On the practical side, he had obtained assurances that English and Danish merchants would be allowed to travel freely to and from Rome without being subjected to all manner of local tolls and taxes, and he obtained satisfaction over complaints from his archbishops at the large sums of money demanded of them when they journeyed to Rome to receive the pallium. The spiritual purpose of his journey had been ‘to pray for the remission of my sins and for the safety of the kingdoms and of the peoples which are subjected to my rule’, and in the letter of report he vowed to God ‘to amend my life from now on in all things’. His reeves and sheriffs were enjoined to stamp out injustice and to ensure an adherence to the law so strict that it did not deviate, not even ‘to amass money for me; for I have no need that money should be amassed for me by unjust exaction’.
A number of the Scandinavian rune-stones that commemorate men who took Cnut’s geld ask God to have mercy on the souls of those who lost their lives attacking a Christian country in pursuit of nothing more elevated than power and money. It seems ironic, bearing in mind the effort made from the time of Charlemagne onwards by emperors, kings, bishops and missionaries to convert the Norsemen to Christianity. But if we turn the prism slightly we can see the bargain being struck here, with the English spiritual leadership eliciting these public expressions of piety from Cnut as the price of accepting his leadership. For him to have rejected the role of a good Christian king would have turned his reign into an enervating series of Christian-led insurrections. Acceptance of it paid off: at his death in 1035 Cnut was master, either directly or through his family and tributary relationships, of a compact maritime empire consisting of Denmark, Norway and England. The curious tale of how Cnut sat in his throne on the seashore and commanded the waves to go back is attested only 100 years after his death by Henry of Huntington, whose account makes it clear that the performance was designed solely to instruct his followers in the severe limitations God had placed on his powers. Homiletic tales concerning historical figures do not usually wander too far from their known characteristics. The lesson of this one must be that Cnut was a most talented, intelligent and pragmatic king.
Cnut’s North Sea empire at its greatest extent in 1028.
If this was all a credible and indeed creditable act of self-reinvention, at least one group of people were not seduced. Cnut’s own idea of himself as king was expressed in the letter following his visit to Rome, which was addressed to ‘the whole race of the English, whether nobles or
ceorls
’, the lowest class of freemen in Anglo-Saxon England. To the eight Scandinavian court poets listed in the later Icelandic
Skáldatal
or ‘List of Poets’ who flocked to his court and for the duration of his reign made it a centre of patronage and composition, however, Cnut was and remained their great and triumphant Viking leader.
46
Roberta Frank’s analysis of the verse made in honour of his achievements suggests that these skalds were singing not for Cnut alone but for a wider audience of people of Danish extraction living in England, using a syntax, words and idioms that together made up a language at times so distinct as to invite the term Anglo-Danish.
47
The incidental content of the poems reinforces the sense of separate cultural identities in England, with an assumption on the part of the Scandinavian poets that their listeners were Danes first and Englishmen second. Cnut’s poets praised him for the benefits his expeditions and activities brought to Danes in Denmark and Danes in England. Their possible benefits to native Englishmen were of no interest to them.

List of tasks:
a – Answer these questions from the passage on Cnut:
(i) Which merchants were to be allowed to travel freely to and from Rome?
(ii) Which three countries made up Cnut's maritime empire at his death?
(iii) How many Scandinavian court poets does the Skáldatal list as coming to his court?
b – Write out the stretch of the passage on Cnut from "On the practical" through "by unjust exaction’.", copying it exactly.

Excerpted data:

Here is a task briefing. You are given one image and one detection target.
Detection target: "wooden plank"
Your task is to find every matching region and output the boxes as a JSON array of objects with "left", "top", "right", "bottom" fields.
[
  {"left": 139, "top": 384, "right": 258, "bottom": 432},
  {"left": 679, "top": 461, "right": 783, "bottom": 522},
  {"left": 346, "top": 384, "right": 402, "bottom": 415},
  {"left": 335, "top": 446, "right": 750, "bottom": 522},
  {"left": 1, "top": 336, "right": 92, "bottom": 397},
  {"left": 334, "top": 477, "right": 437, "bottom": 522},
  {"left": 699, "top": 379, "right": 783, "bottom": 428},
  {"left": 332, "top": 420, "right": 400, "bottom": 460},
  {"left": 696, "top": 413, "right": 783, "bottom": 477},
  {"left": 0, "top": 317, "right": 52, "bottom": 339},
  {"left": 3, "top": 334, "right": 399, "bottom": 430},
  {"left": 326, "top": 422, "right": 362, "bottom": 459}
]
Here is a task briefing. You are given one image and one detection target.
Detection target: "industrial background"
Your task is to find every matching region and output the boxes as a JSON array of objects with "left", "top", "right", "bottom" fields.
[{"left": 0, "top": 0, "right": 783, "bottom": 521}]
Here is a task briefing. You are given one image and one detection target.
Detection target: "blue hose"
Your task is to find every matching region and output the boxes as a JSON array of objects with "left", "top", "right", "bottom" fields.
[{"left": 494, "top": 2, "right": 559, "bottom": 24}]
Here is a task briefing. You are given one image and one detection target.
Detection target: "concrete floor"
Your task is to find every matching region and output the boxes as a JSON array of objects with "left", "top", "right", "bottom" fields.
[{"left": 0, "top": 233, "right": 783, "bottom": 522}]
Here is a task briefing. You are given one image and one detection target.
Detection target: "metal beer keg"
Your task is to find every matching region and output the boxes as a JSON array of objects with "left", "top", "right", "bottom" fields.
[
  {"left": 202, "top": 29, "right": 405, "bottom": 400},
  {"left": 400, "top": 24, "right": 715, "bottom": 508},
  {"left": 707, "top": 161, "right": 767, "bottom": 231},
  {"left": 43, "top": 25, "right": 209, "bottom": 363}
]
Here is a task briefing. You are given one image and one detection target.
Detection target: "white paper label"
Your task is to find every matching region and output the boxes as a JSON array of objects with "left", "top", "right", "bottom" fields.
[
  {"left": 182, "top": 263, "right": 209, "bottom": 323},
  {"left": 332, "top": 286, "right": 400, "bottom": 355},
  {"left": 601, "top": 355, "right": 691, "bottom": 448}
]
--
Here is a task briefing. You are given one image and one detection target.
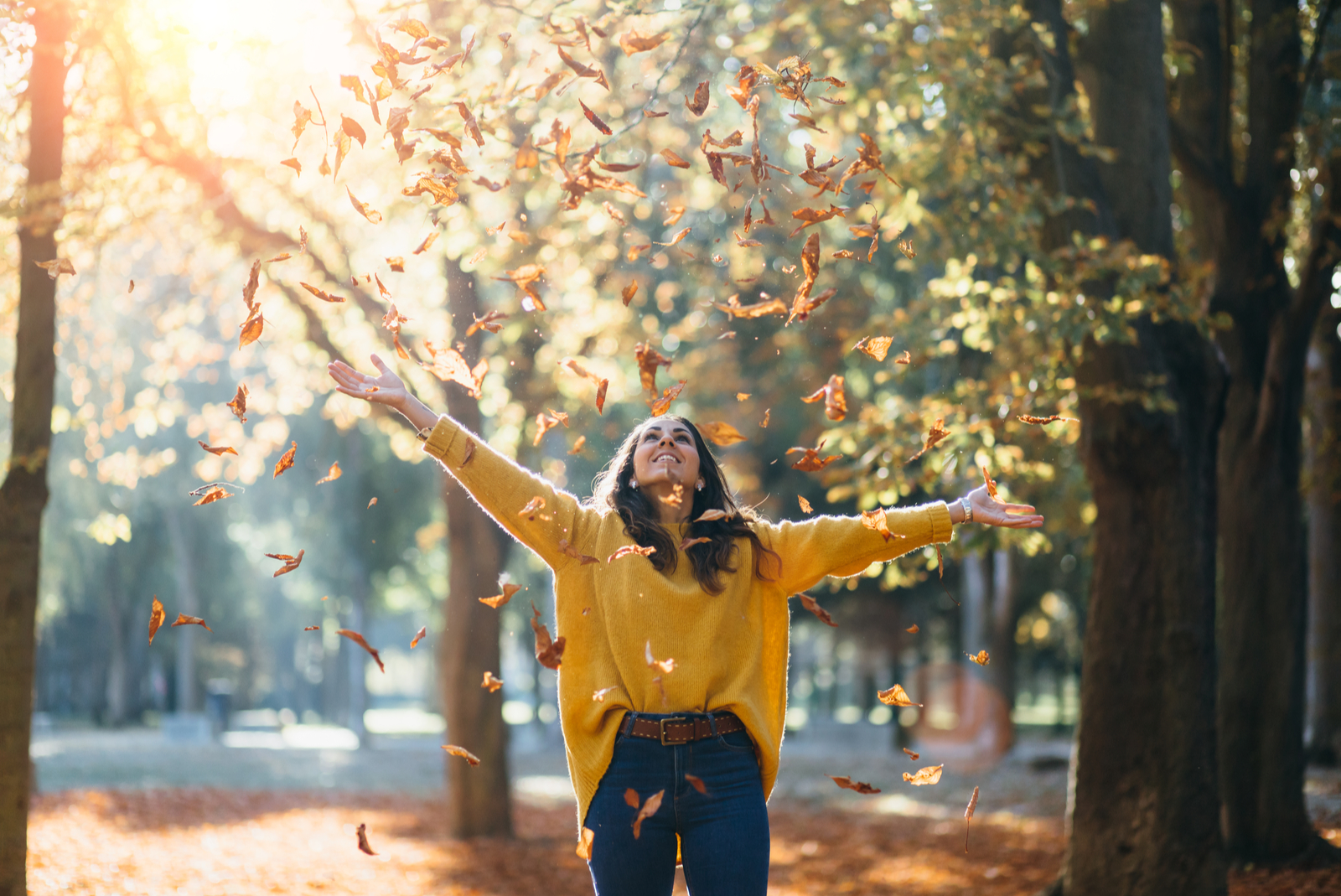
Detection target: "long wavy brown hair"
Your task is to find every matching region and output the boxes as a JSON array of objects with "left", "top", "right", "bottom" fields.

Full solutions:
a –
(i) English and Danish merchants
(ii) Denmark, Norway and England
(iii) Eight

b –
On the practical side, he had obtained assurances that English and Danish merchants would be allowed to travel freely to and from Rome without being subjected to all manner of local tolls and taxes, and he obtained satisfaction over complaints from his archbishops at the large sums of money demanded of them when they journeyed to Rome to receive the pallium. The spiritual purpose of his journey had been ‘to pray for the remission of my sins and for the safety of the kingdoms and of the peoples which are subjected to my rule’, and in the letter of report he vowed to God ‘to amend my life from now on in all things’. His reeves and sheriffs were enjoined to stamp out injustice and to ensure an adherence to the law so strict that it did not deviate, not even ‘to amass money for me; for I have no need that money should be amassed for me by unjust exaction’.